-- START Recorded information --
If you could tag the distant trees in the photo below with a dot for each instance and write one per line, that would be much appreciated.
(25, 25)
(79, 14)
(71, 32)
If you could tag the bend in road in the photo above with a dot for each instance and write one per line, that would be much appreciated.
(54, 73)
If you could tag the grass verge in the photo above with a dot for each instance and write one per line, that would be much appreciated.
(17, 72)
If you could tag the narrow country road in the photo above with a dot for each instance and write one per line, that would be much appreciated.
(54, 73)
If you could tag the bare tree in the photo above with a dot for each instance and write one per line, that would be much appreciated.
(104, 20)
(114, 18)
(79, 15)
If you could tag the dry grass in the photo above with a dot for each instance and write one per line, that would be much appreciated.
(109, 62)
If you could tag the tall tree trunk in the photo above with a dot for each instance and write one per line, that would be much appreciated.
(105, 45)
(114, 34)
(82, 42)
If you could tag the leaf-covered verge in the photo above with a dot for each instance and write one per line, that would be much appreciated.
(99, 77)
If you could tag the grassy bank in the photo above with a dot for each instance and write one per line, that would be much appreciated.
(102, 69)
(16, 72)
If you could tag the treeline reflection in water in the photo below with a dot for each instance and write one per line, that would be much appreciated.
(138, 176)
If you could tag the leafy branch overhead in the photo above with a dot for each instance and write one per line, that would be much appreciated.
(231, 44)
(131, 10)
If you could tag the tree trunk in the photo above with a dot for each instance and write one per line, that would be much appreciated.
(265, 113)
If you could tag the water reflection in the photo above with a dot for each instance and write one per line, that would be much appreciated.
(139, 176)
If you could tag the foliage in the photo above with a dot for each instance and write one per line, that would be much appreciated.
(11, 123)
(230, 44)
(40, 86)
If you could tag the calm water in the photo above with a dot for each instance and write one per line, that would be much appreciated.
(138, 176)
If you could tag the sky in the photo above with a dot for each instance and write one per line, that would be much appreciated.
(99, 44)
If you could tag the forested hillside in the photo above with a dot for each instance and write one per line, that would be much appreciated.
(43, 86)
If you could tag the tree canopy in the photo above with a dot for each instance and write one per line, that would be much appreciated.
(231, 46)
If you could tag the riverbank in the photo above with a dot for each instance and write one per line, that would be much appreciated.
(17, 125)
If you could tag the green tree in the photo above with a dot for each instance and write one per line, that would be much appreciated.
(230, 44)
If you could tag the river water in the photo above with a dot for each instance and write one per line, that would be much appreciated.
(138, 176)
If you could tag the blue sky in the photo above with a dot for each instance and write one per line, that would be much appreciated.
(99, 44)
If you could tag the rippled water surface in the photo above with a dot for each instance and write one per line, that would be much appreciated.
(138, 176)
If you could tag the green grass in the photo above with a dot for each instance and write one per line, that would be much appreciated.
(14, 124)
-- END Recorded information --
**Objective**
Restate only the lines from the one containing "If you could tag the rippled" through the last line of the entries, both ends included, with the requests unchanged. Multiply every coordinate in the answers by 0.5 and round each result to a whole number, rounding halves up.

**Response to this task**
If you could tag the rippled water surface in the photo above with a dot for each instance and write one per line, that would be much appreciated.
(69, 88)
If you could tag the green grass in the photo above with a dot for each instance and write one per line, that would be much appreciated.
(7, 62)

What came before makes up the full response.